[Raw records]
_ _ _ _ _ _ _

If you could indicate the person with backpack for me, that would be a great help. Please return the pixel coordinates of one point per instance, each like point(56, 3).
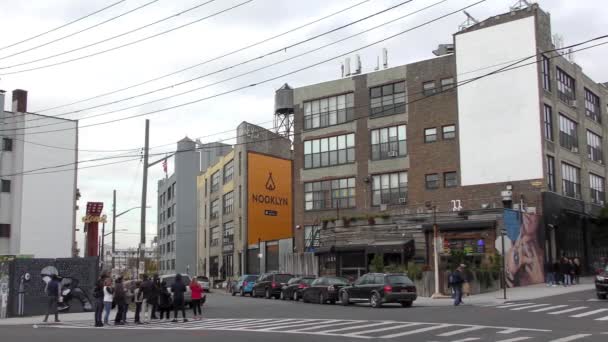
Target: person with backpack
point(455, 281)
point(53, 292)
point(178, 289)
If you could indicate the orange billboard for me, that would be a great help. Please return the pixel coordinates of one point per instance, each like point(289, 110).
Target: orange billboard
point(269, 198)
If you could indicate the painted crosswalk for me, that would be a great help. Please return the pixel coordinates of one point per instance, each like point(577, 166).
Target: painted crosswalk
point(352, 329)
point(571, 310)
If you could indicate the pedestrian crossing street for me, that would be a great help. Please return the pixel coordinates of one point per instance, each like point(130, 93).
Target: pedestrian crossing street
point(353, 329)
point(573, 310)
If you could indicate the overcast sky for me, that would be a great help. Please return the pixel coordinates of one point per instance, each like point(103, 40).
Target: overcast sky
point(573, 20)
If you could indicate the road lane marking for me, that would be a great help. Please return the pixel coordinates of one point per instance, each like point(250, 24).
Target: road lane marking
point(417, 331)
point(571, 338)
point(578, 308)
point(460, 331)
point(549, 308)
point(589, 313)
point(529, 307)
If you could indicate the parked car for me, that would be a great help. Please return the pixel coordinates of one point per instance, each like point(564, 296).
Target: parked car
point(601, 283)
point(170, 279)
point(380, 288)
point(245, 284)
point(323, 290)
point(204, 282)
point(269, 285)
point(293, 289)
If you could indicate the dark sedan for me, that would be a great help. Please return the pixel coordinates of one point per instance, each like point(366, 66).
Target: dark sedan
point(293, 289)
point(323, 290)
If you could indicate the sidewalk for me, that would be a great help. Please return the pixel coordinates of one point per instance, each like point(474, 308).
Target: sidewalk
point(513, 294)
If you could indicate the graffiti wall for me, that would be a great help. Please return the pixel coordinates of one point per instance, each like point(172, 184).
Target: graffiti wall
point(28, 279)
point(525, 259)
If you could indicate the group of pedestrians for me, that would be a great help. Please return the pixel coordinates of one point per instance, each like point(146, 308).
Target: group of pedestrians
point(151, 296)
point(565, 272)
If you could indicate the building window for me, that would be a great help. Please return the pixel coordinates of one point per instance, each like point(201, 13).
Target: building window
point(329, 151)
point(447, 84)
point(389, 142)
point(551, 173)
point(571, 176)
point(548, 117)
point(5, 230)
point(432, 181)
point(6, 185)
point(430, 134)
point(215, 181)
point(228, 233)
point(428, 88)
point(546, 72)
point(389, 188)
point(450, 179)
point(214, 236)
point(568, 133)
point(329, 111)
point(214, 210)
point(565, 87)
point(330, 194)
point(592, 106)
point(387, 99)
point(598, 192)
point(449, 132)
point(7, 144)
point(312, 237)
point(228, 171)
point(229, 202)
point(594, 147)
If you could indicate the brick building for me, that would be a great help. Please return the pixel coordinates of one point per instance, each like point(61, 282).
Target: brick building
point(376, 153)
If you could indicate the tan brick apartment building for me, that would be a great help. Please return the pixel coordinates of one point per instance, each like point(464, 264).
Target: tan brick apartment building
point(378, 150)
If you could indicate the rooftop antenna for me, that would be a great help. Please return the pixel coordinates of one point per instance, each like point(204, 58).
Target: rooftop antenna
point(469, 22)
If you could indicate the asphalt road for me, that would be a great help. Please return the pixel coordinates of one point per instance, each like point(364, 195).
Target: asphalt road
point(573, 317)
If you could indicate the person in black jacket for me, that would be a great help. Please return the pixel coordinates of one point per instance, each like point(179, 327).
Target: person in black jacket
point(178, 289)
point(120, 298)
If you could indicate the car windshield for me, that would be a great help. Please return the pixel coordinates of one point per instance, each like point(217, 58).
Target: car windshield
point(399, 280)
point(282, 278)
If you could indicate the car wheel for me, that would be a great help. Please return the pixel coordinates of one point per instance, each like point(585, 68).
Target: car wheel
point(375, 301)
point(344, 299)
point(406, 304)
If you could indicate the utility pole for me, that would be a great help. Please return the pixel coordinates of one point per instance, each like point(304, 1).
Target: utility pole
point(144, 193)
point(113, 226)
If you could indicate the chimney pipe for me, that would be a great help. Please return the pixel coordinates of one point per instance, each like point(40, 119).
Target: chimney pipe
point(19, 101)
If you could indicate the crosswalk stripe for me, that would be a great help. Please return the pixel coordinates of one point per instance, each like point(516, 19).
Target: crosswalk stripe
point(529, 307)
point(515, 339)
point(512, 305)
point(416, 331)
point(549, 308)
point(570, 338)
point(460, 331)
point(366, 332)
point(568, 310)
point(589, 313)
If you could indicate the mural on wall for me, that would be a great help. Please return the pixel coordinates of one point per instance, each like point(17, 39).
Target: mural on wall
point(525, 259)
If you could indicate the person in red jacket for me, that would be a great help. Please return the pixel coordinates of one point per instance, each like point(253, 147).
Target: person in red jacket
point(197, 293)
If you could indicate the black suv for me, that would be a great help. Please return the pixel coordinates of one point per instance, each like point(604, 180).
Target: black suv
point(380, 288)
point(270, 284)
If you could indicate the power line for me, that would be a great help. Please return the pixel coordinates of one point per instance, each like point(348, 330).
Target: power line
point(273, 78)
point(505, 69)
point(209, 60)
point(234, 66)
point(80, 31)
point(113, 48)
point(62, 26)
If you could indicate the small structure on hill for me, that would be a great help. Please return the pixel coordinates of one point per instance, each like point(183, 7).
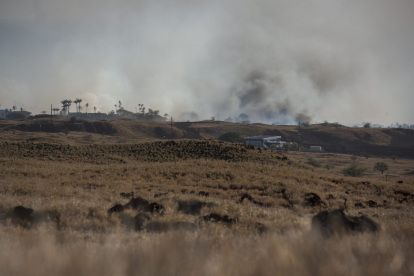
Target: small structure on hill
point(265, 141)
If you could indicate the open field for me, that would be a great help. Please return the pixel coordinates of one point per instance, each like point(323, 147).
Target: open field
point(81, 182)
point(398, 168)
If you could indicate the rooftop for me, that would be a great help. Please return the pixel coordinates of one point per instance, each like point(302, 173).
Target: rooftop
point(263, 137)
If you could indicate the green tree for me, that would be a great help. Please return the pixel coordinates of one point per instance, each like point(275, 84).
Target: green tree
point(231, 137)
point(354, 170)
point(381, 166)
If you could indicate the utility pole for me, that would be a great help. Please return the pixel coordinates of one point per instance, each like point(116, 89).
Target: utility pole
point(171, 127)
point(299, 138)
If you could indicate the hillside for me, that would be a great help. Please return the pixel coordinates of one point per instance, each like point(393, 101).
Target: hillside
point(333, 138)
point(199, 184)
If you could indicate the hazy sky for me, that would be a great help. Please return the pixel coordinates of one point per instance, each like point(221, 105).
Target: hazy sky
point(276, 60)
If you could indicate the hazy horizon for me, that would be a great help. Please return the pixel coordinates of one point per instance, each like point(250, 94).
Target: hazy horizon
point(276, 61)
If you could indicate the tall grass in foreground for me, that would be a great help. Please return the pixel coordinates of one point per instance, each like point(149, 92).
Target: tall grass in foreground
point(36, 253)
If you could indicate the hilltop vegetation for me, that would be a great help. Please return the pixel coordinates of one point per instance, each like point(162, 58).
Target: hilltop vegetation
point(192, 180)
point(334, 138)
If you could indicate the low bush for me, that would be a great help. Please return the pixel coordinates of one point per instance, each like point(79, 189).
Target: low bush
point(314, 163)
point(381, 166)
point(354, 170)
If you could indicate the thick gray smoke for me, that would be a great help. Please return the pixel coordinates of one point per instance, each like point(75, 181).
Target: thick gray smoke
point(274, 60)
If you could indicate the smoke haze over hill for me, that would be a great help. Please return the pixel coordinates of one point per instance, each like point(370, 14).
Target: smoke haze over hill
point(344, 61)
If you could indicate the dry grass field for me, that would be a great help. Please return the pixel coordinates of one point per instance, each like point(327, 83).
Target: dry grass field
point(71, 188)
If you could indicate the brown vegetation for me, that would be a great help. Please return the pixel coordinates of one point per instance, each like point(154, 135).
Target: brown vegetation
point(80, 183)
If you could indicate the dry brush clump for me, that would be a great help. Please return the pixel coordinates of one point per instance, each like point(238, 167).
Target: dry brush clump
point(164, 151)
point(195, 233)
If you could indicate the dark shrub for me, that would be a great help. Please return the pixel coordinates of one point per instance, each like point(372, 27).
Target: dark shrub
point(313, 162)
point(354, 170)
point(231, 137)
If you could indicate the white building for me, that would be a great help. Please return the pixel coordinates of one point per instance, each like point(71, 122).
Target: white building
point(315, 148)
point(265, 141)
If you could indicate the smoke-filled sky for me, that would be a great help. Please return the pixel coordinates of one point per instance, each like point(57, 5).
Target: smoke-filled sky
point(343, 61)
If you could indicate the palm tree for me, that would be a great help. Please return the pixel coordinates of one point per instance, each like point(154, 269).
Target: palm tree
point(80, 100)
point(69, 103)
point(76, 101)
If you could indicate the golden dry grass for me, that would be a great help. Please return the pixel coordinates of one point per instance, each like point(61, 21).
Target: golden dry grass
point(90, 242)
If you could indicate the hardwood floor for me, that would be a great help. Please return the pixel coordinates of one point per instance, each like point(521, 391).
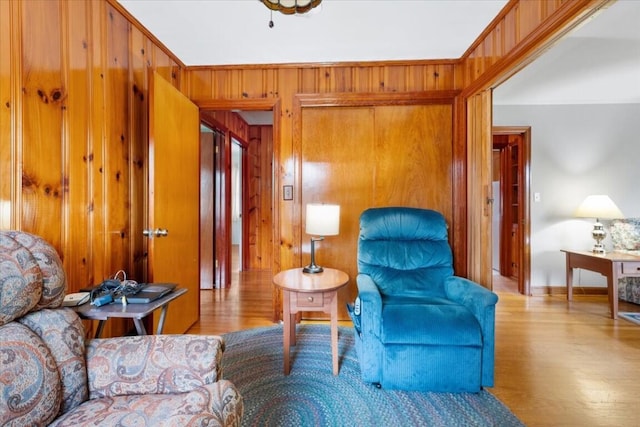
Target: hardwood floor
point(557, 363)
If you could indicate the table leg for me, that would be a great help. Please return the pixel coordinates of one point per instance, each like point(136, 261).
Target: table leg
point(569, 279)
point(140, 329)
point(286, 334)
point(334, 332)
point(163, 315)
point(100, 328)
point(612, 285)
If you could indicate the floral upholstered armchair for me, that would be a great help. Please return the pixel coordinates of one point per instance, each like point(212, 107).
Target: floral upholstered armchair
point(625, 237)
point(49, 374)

_ _ _ _ _ _ _

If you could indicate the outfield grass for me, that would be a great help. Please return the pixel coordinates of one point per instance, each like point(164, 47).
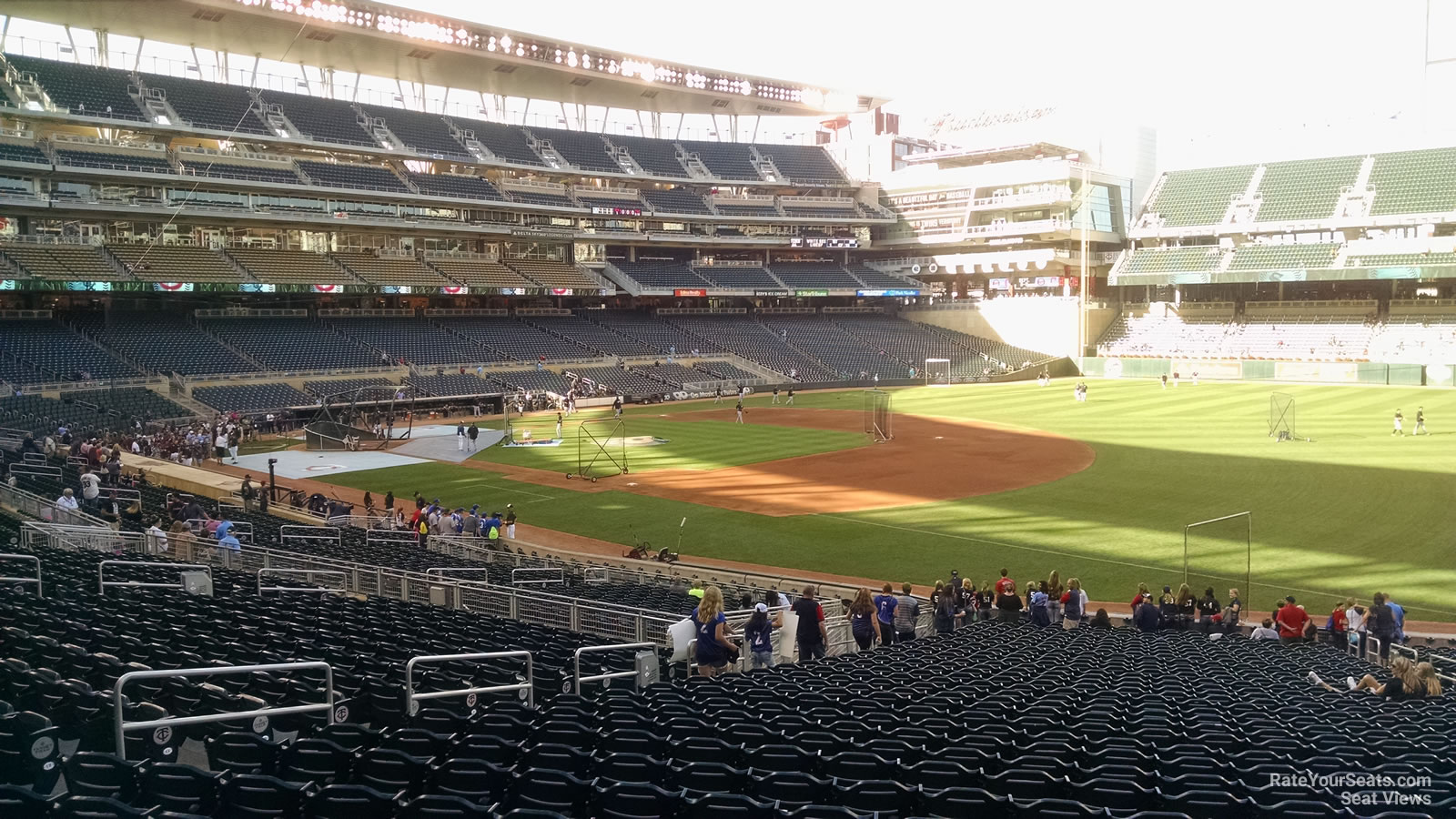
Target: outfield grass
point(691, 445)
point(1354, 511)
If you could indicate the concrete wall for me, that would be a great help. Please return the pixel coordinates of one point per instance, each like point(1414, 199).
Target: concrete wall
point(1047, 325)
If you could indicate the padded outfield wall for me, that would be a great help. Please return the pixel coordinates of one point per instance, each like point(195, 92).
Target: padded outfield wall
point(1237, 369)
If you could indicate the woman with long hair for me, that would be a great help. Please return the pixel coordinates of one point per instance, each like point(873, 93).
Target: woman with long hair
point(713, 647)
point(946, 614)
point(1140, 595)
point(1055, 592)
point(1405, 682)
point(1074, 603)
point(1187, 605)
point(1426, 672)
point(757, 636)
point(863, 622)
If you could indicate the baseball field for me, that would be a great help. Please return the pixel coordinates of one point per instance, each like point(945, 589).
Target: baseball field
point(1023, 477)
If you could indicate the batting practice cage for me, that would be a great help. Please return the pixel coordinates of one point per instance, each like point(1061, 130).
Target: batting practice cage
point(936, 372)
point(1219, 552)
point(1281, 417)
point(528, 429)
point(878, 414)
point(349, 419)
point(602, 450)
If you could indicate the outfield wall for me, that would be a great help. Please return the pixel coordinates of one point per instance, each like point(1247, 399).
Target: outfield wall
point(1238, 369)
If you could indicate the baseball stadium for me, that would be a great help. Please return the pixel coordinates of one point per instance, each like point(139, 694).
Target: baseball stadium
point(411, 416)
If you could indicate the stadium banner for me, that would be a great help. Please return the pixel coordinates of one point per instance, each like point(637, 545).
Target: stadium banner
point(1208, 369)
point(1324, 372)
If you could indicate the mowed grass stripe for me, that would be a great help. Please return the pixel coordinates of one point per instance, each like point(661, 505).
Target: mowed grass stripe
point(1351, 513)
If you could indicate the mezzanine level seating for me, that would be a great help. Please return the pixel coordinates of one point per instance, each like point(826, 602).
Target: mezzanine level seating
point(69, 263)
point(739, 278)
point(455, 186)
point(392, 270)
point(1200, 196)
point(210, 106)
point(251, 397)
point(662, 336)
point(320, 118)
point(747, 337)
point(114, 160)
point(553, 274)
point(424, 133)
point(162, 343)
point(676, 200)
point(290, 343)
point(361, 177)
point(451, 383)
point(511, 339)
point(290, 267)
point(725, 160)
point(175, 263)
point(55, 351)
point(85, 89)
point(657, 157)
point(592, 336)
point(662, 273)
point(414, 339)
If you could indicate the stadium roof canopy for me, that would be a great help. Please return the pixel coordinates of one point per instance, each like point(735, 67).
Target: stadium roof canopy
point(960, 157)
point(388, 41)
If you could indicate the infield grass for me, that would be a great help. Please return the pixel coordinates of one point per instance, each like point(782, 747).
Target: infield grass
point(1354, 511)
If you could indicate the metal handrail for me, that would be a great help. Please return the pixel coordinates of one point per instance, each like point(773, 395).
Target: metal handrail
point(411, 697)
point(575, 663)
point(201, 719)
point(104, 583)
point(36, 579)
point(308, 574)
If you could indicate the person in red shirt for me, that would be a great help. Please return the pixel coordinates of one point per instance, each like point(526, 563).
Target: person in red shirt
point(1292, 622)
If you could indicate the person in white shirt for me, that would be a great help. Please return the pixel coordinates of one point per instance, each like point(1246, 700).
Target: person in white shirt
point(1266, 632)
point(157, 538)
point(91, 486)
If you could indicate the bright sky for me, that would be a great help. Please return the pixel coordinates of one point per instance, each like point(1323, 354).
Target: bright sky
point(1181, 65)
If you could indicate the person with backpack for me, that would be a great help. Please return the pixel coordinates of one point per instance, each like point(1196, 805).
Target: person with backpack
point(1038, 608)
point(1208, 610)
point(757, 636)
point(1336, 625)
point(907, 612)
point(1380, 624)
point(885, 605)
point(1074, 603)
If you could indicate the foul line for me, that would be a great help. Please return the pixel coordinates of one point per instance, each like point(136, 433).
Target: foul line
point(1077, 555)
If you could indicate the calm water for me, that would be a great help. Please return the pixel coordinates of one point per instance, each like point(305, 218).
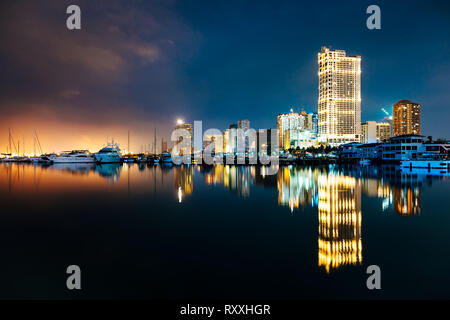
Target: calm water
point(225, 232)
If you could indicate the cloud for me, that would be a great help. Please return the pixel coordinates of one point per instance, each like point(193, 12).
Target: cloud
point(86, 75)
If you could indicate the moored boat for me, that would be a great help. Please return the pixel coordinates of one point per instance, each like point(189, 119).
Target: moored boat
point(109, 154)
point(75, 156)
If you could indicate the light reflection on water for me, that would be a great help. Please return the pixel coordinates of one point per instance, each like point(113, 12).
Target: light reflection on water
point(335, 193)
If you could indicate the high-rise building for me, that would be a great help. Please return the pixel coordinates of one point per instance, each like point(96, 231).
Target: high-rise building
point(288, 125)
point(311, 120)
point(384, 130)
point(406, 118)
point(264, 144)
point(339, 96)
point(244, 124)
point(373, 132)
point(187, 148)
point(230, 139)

_ _ _ _ _ _ _

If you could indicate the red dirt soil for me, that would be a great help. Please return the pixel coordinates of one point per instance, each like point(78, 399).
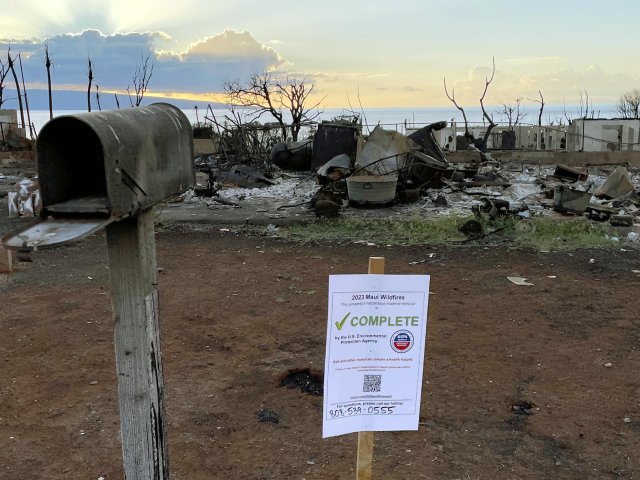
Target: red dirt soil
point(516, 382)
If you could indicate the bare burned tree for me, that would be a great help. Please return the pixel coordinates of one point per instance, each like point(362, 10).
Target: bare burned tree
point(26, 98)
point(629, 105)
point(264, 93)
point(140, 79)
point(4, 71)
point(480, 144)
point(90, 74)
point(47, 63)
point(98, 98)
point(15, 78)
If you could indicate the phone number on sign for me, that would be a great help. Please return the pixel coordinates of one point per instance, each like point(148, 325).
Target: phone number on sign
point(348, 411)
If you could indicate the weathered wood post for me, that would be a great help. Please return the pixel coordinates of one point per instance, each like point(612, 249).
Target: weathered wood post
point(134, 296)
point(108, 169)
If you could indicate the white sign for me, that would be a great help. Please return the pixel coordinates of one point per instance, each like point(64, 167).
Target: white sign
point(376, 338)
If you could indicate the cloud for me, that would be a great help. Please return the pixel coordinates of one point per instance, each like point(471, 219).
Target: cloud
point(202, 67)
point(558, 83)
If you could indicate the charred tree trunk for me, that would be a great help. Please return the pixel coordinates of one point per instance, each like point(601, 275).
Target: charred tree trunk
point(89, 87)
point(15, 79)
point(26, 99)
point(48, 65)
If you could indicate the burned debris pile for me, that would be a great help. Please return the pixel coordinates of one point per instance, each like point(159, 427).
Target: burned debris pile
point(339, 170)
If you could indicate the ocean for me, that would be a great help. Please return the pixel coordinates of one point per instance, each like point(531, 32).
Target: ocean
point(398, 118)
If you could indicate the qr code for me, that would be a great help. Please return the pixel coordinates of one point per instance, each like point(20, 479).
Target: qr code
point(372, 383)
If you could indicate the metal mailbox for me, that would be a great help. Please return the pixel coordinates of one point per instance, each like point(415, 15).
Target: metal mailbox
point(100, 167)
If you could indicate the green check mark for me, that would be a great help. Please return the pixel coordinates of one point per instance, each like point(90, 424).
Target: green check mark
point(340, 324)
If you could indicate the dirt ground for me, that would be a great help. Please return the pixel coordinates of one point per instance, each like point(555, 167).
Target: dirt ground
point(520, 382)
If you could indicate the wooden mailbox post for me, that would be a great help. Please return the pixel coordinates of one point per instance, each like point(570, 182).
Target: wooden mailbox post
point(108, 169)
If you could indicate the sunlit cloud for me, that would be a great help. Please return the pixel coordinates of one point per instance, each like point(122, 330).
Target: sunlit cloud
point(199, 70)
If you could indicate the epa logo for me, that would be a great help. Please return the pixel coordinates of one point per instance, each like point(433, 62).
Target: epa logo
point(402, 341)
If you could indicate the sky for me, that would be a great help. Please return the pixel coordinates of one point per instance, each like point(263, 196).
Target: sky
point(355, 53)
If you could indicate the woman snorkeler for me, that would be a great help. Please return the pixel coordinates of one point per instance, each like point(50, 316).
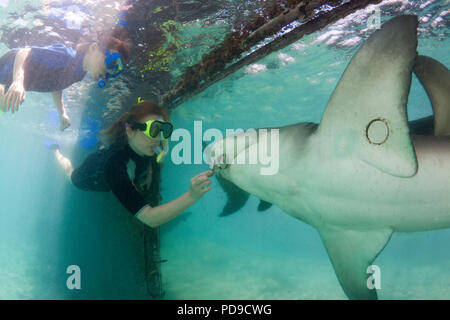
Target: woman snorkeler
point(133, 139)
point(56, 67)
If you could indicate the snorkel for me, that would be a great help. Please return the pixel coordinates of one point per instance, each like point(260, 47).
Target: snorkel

_ _ _ _ _ _ _

__Requirement__.
Extract, without any alteration, the portion of the material above that begins with the line containing "If you could indicate the thick" and ends with the line containing "point(80, 183)", including both of those lines.

__The response__.
If you could indicate the thick gray smoke for me, that would be a great help. Please return the pixel coordinates of one point per instance, each like point(75, 181).
Target: thick gray smoke
point(274, 60)
If you could indicate the smoke haze over hill for me, that would be a great help. Please return the pixel coordinates of one point per instance, each like point(370, 14).
Target: smoke haze over hill
point(344, 61)
If you could indicate the dry grass field for me, that would be a great help. Please return the pixel coordinates of one point per instance, each like point(327, 83).
Target: dry grass field
point(71, 188)
If you could indicate the brown vegetation for me, that would be a great help. Please return the pixel coordinates of one point per instance, each like point(154, 135).
Target: brown vegetation
point(80, 183)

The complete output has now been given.